_Extract to read_:

Have We Reached Maximum Sustainable Population Size?
Hugh Pickens writes "Pulitzer prize winning writer Thomas Friedman writes that in few years we may be looking back at the first decade of the 21st century — when food prices spiked, energy prices soared, world population surged, tornados plowed through cities, floods and droughts set records, populations were displaced and governments were threatened by the confluence of it all — and ask ourselves: What were we thinking? 'We're currently caught in two loops,' writes Friedman. 'One is that more population growth and more global warming together are pushing up food prices; rising food prices cause political instability in the Middle East, which leads to higher oil prices, which leads to higher food prices, which leads to more instability.' According to the Global Footprint Network we are currently growing at a rate that is using up the Earth's resources far faster than they can be sustainably replenished, so we are eating into the future. Right now, global growth is using about 1.5 Earths. 'Having only one planet makes this a rather significant problem,' says Paul Gilding. 'We either allow collapse to overtake us or develop a new sustainable economic model. We will choose the latter. We may be slow, but we're not stupid.'"

_Instructions_:
1. Please name every person mentioned in the article on sustainable population size.
2. Answer these questions from the article on sustainable population size, marking each answer with its letter:
(a) According to the Global Footprint Network, about how many Earths is global growth using right now?
(b) In the first loop Friedman describes, rising food prices cause political instability in which region?
(c) Which of the two options does Gilding say we will choose?
3. Carry on the article on sustainable population size from its final sentence.

_Record set_:

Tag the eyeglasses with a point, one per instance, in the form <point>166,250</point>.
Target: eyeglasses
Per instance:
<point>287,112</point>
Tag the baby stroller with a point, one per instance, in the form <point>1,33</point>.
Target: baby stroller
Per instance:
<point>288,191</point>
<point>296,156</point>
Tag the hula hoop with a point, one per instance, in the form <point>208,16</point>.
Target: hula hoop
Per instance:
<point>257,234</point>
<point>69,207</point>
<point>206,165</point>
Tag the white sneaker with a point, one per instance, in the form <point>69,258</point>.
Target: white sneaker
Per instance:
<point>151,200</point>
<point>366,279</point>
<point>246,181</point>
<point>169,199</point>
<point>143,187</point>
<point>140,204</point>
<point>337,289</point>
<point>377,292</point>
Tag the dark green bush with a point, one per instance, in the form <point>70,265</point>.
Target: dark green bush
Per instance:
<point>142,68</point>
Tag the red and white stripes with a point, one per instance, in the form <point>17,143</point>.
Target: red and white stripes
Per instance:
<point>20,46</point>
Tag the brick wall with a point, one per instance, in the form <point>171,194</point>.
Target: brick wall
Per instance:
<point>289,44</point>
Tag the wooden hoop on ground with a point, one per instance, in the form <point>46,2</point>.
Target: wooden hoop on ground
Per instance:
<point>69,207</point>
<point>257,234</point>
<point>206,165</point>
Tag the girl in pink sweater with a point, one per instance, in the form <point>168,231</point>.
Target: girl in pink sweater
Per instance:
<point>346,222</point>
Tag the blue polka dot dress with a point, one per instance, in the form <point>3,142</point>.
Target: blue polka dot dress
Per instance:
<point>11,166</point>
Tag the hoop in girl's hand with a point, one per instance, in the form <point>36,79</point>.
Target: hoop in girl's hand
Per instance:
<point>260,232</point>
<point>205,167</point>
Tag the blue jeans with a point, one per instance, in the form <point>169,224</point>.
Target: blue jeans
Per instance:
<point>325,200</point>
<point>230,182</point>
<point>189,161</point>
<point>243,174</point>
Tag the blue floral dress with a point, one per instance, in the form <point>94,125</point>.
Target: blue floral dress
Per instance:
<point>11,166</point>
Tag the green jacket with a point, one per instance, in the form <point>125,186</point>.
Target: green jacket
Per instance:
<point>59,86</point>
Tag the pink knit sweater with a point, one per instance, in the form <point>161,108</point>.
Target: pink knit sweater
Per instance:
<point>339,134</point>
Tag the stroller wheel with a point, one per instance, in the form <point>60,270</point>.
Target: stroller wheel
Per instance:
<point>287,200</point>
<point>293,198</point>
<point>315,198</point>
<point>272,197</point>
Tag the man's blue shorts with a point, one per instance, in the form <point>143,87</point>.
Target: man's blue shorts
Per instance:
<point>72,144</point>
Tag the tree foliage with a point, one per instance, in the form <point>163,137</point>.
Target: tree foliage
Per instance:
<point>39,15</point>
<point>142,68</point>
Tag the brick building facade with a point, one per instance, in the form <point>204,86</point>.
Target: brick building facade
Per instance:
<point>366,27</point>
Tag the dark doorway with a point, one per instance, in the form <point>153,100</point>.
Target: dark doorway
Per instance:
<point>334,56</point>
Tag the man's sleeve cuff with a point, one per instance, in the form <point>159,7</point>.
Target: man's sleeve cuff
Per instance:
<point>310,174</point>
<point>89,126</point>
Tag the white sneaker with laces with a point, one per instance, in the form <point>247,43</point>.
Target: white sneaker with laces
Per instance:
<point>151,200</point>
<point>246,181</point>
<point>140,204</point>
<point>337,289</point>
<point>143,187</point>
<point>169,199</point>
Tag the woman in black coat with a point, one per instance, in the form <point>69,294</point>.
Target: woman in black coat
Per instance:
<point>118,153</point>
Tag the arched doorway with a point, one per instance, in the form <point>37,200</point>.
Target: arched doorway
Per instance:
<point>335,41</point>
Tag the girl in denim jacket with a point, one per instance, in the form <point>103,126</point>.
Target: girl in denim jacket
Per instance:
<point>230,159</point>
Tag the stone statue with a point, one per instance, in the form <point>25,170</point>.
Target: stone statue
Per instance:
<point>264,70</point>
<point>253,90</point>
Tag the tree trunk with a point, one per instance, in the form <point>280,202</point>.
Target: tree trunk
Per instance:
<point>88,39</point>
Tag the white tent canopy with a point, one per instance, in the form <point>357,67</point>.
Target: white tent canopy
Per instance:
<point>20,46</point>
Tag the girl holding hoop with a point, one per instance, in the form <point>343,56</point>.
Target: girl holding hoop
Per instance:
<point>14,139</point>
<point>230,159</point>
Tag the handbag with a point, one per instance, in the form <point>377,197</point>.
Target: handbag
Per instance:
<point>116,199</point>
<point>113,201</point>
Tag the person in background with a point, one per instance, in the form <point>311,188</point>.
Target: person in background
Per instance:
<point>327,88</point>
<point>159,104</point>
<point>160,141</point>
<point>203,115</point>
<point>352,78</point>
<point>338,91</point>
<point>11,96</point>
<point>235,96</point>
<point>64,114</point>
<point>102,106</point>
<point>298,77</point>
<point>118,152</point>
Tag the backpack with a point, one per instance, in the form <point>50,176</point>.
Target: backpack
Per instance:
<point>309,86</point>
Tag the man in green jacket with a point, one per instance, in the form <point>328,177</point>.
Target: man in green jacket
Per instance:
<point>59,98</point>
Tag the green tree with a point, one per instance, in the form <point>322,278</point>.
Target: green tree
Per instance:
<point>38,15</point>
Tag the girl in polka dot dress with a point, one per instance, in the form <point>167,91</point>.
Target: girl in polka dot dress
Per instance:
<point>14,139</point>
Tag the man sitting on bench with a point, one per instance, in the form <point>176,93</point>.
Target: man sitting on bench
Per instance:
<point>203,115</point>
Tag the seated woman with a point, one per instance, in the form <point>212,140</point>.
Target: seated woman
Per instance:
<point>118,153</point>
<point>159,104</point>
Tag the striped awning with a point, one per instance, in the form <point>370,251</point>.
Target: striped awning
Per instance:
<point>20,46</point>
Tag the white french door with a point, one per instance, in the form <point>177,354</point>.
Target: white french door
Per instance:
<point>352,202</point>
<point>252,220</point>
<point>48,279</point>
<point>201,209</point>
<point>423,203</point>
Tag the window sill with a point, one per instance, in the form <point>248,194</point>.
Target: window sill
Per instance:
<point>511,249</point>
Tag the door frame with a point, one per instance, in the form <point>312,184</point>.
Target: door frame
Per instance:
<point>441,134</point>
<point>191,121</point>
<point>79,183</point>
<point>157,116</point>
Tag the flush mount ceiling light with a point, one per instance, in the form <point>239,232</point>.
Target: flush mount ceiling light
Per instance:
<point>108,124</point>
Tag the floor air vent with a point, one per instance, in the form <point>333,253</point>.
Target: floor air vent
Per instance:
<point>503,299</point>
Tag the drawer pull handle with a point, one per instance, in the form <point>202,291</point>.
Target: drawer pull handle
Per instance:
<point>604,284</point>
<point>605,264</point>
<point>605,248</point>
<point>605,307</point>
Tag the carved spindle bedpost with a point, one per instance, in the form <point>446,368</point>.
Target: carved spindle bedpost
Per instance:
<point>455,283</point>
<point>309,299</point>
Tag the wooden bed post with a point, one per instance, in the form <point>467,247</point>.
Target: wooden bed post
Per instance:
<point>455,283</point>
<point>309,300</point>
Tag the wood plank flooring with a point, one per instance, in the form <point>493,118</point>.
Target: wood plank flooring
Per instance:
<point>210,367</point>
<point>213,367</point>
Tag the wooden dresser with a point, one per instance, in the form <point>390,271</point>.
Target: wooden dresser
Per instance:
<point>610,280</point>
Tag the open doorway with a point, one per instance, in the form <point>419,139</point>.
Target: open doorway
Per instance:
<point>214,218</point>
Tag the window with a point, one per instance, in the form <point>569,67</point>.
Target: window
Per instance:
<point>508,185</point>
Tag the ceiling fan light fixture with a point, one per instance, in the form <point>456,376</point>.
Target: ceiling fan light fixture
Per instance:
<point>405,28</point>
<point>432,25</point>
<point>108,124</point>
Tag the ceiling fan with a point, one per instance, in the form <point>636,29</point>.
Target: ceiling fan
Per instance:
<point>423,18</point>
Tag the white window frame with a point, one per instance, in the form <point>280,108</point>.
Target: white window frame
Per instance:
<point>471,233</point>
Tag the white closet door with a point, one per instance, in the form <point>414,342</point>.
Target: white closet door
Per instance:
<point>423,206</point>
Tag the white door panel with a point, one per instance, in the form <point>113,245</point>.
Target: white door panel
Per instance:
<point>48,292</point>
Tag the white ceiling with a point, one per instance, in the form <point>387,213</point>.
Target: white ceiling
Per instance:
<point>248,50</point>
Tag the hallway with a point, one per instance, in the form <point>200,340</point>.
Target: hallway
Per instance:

_Answers by task_:
1. Hugh Pickens, Thomas Friedman, Paul Gilding

2.
(a) About 1.5 Earths.
(b) The Middle East.
(c) Developing a new sustainable economic model.

3.
No.
It's a little early to include the tornadoes as part of a discussion on global climate change. Just like one hot summer doesn't prove it and one cold winter doesn't disprove it (even ignoring the false notion that global climate change != getting warmer everywhere all the time) we'd need to see evidence of increased storm activity for multiple years in close succession before we could draw any conclusions. In general i'm a "believer" in global climate change, but i'm not in favor of using incorrect data to try and prop up the idea.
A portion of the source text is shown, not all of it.